Explore the material:
1. The opinion piece on child obesity quotes Theresa May's pledge to fight against "burning injustices." List each of those injustices it names.
2. Carry on the opinion piece on child obesity from its final sentence.

In her first speech as Prime Minister, Theresa May pledged to “fight against the burning injustices” of poverty, race, class and health and give people back “control” of their lives. Moments later, she sacked George Osborne, the Chancellor, who had surprised the food and drinks industry by proposing a so-called sugar tax, and a month later her government published a long awaited but much watered down child obesity strategy.
Gone was a ban on restricting junk-food marketing and advertising and in was a heavy reliance on voluntary action by the food and drink industry. The 13-page strategy was branded a disgrace and campaigners claim it will condemn too many poor children to a lifetime of health problems and a premature death.
And make no mistake, being fat is a class issue. The poorest children in society are also the fattest children – they are almost three times as likely to be as obese as the richest – and inevitably, more likely to become the fat and sick adults of the future.
This stark inequality is often tiptoed around, with even GPs worried about raising weight issues with their patients. But those whose children with a body-mass index in the red zone, who are in danger of high blood pressure, stroke, diabetes and getting cancers as they grow up, are also the poorest. The very rich might be called the fat cats, but in the main, they are also the thinnest because, ironically, they can afford to be.
Shouldn’t any government that claims to care deeply about social justice be doing more to change this?
Last week a seminal report published by the Royal College of Paediatrics and Child Health (RCPCH) revealed that Scotland, despite all its preventative health initiatives, has one of the worst children’s health records in Western Europe. It was unforgiving in its findings – the quarter of a million Scottish children who live in poverty are more likely to be obese, not breastfed and have parents who smoke.
The contents make for uncomfortable reading for a country that prides itself on its egalitarian principles. And for an SNP government that has put prevention and tackling inequality at its core, it is a damning indictment.

Stored data entries

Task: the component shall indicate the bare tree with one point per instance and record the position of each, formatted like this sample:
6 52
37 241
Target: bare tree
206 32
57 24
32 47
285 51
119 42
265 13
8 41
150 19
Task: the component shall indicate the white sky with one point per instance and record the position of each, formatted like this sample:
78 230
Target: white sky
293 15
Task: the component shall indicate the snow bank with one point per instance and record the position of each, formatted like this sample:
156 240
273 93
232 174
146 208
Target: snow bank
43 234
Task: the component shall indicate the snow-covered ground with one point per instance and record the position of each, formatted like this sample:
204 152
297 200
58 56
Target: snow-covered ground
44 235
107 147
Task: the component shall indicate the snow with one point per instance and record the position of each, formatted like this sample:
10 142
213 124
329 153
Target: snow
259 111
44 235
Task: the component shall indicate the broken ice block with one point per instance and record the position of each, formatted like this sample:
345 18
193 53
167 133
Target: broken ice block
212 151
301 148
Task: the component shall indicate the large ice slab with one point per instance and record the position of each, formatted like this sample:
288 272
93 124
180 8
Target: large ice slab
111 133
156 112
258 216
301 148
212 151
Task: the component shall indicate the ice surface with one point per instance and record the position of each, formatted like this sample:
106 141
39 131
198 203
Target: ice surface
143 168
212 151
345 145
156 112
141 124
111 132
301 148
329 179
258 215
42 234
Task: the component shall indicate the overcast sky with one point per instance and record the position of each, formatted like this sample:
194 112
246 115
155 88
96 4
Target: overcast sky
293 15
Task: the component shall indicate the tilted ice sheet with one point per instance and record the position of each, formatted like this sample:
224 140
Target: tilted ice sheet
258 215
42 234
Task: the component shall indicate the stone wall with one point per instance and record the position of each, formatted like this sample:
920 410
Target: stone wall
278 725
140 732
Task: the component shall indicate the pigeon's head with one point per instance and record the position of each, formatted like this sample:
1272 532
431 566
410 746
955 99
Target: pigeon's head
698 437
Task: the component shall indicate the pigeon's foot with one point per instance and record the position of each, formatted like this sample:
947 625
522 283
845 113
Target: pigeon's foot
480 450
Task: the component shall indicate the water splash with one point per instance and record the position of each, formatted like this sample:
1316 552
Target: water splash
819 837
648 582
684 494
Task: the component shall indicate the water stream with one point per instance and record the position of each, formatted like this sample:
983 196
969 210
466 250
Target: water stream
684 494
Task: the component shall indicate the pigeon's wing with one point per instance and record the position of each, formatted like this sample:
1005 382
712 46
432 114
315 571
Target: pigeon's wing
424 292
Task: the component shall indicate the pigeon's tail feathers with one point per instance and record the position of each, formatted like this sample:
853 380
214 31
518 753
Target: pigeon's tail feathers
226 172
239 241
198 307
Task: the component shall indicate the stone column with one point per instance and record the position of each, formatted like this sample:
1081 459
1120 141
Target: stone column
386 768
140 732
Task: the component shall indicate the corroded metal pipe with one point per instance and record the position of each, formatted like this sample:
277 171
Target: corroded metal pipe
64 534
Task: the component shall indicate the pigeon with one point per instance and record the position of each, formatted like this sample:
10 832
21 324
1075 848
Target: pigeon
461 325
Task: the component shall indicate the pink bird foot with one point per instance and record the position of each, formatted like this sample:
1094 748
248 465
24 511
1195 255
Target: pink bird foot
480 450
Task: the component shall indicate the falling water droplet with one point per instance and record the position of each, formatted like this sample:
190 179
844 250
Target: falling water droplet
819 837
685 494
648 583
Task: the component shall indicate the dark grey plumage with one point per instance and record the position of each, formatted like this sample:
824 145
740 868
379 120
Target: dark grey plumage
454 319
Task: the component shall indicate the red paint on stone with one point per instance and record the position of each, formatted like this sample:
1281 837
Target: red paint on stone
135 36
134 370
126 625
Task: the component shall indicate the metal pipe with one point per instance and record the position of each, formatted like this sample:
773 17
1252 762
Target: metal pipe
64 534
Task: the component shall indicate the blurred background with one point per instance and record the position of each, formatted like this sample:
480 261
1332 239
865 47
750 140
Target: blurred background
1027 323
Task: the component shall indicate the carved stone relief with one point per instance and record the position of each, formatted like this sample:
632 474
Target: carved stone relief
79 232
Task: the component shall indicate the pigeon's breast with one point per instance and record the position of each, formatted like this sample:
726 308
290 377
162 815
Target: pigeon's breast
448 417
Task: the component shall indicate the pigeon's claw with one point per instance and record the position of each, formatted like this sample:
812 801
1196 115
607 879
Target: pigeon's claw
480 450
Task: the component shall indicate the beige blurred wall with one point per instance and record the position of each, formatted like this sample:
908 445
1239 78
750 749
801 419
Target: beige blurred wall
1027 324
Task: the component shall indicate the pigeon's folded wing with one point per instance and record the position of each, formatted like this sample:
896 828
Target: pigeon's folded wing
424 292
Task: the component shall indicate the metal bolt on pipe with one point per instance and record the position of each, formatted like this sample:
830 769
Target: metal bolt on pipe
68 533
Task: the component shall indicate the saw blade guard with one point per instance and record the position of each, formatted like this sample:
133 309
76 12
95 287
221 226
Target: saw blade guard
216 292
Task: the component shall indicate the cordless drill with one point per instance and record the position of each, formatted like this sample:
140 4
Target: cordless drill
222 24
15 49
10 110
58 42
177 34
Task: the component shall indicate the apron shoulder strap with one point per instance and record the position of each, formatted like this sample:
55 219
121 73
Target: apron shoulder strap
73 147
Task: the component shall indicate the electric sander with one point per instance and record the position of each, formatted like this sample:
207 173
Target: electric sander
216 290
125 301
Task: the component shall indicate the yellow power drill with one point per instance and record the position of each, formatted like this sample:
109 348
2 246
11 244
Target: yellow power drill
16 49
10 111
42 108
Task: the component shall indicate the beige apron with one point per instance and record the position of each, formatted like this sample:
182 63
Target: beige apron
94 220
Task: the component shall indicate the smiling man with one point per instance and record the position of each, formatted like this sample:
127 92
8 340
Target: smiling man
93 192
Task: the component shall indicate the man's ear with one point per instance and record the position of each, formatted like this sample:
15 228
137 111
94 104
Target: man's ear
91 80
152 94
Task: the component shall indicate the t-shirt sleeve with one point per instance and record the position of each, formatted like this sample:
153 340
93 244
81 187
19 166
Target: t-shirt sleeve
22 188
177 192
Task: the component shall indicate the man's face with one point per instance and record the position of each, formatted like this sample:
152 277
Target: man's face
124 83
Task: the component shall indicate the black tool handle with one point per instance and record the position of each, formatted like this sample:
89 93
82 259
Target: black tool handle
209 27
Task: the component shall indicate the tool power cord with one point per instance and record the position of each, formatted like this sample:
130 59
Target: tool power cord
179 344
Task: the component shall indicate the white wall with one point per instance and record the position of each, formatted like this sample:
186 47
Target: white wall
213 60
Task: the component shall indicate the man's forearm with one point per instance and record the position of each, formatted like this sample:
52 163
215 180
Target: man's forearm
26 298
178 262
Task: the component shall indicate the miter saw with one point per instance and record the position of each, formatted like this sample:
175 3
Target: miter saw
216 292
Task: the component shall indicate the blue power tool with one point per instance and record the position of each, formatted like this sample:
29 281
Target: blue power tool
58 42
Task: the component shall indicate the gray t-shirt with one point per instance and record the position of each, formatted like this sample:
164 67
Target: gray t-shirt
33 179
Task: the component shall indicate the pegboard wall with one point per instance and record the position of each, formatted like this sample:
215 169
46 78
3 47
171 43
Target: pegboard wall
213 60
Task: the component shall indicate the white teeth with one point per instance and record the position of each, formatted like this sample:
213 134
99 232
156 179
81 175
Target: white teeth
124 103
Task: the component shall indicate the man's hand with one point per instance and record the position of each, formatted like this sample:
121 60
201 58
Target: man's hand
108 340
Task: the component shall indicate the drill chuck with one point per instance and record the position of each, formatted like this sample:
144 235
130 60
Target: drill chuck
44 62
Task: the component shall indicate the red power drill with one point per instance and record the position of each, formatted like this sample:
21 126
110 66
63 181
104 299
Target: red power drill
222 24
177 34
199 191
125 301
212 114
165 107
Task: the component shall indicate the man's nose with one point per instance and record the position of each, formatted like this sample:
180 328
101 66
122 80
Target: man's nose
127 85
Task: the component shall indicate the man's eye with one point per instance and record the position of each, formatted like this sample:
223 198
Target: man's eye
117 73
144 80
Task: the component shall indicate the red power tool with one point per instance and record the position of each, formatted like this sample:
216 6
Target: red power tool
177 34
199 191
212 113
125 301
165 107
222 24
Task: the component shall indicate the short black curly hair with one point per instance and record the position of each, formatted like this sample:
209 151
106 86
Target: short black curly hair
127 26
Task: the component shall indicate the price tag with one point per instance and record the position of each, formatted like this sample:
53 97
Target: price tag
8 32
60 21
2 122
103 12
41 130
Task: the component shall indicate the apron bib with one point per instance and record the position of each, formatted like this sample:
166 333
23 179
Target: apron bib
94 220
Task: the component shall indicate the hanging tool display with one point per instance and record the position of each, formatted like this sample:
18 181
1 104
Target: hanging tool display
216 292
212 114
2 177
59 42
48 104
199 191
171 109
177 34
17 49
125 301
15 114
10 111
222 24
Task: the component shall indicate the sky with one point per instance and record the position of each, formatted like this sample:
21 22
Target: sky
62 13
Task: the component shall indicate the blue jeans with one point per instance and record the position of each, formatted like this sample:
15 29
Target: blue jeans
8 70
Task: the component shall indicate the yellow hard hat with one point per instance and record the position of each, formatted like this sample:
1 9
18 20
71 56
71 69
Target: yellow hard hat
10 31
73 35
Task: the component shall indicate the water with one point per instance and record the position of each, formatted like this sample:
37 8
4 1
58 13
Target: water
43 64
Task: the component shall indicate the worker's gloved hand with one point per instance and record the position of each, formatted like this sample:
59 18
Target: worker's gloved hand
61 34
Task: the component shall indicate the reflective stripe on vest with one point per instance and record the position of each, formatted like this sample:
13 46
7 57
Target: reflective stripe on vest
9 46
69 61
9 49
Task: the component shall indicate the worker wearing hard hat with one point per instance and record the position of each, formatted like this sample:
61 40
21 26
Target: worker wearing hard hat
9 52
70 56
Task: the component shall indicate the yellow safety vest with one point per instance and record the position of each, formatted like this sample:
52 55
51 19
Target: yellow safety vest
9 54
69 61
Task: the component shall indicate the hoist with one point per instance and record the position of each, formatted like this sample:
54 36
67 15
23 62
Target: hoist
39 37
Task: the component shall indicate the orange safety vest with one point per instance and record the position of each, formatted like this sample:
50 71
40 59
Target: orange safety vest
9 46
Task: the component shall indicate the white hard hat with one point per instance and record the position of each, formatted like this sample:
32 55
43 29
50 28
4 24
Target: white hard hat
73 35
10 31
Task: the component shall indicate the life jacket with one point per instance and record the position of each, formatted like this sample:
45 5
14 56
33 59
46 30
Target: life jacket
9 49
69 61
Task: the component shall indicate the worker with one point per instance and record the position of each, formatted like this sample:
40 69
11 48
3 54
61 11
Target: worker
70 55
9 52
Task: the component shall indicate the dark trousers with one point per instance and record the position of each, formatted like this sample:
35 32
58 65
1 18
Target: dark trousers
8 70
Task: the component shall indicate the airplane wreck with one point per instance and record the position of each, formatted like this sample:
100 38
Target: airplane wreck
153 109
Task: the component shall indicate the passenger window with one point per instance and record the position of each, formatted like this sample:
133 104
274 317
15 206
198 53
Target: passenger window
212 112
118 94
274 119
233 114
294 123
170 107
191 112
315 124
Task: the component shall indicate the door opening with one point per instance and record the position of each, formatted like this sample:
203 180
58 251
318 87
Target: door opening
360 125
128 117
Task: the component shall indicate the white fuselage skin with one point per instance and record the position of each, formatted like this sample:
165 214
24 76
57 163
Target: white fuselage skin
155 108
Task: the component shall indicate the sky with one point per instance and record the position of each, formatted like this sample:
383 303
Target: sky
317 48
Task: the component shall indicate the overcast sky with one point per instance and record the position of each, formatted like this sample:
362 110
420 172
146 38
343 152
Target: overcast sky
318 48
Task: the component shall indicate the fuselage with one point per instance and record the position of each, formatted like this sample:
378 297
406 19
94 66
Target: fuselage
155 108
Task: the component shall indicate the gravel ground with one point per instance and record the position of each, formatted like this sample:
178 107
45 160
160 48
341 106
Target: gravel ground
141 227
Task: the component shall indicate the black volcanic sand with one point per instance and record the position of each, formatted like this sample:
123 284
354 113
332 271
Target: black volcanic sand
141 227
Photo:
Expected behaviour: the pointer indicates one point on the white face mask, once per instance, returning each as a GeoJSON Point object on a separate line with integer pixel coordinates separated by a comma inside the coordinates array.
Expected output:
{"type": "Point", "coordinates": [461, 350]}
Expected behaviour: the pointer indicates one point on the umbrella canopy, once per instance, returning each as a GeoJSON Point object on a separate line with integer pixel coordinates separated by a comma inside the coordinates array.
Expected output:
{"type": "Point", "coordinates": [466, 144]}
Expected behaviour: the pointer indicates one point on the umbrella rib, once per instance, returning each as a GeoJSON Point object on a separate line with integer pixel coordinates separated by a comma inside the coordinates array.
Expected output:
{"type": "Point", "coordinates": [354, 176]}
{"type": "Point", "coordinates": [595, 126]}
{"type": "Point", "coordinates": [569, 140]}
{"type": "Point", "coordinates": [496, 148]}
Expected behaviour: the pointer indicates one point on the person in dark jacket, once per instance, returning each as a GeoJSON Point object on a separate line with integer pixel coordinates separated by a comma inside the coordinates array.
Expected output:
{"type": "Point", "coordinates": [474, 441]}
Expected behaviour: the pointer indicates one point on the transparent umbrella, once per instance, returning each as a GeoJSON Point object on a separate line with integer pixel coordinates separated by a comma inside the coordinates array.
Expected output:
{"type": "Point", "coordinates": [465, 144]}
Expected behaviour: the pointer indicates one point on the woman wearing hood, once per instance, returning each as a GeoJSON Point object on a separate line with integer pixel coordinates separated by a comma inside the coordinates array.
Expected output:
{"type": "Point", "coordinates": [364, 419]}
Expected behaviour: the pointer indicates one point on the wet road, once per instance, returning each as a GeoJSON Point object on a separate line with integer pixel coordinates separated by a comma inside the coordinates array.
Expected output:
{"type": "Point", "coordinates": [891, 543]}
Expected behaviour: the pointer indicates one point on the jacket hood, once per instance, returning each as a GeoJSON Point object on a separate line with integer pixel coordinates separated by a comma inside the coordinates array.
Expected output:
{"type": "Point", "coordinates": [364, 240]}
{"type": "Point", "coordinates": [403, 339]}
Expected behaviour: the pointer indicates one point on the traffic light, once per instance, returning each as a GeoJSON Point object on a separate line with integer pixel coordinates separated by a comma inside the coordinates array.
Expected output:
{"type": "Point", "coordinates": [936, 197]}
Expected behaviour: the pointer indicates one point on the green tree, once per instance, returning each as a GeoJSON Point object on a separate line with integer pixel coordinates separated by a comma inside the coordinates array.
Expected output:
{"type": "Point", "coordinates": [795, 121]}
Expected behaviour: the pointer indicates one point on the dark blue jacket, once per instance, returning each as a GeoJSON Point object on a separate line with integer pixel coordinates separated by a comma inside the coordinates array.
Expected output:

Answers by item number:
1. Poverty, race, class, and health.

2.
Aileen Campbell, Scotland’s public health minister, has been charged with pulling together Scotland’s latest obesity strategy which should be published in the next few months.
We need a game-changing strategy. One that stands up for our children rather than bends over to industry, that pays no heed to the libertarians that squeal about a Nanny State and that is brave enough to tell parents that they too have a responsibility to protect their children from harm by their actions.
Obesity is a more complex problem to tackle than smoking or drinking and an effective strategy needs to be multifaceted. But it’s not rocket science. People are fat because they eat too much and exercise too little. Of course, it is complicated by inequalities but that should not be an excuse for impotence and the minister should take some succour from the fact that among politicians and stakeholders, there already exists a strong consensus on the range of measures necessary. She could also piggy-back on the outrage that followed a diluted approach from England and declare ‘we can do better’.
As it stands, our children will suffer from a rising tide of ill-health due to obesity well into the future. And if politics is about anything, it is surely about insurance-proofing Scotland for the next generation.
Scotland led the way on a ban on smoking and on attempts to introduce minimum pricing on alcohol. It is true that in terms of parliamentary powers to deal with a sugar-tax or on advertising, there are limitations. And some of the messaging will be hard. But we have found ways to be innovative and brave before. The question for the Scottish Government over the next few months is whether it truly stands up for Scotland. If not, it will be judged, ultimately, on how it let its children down.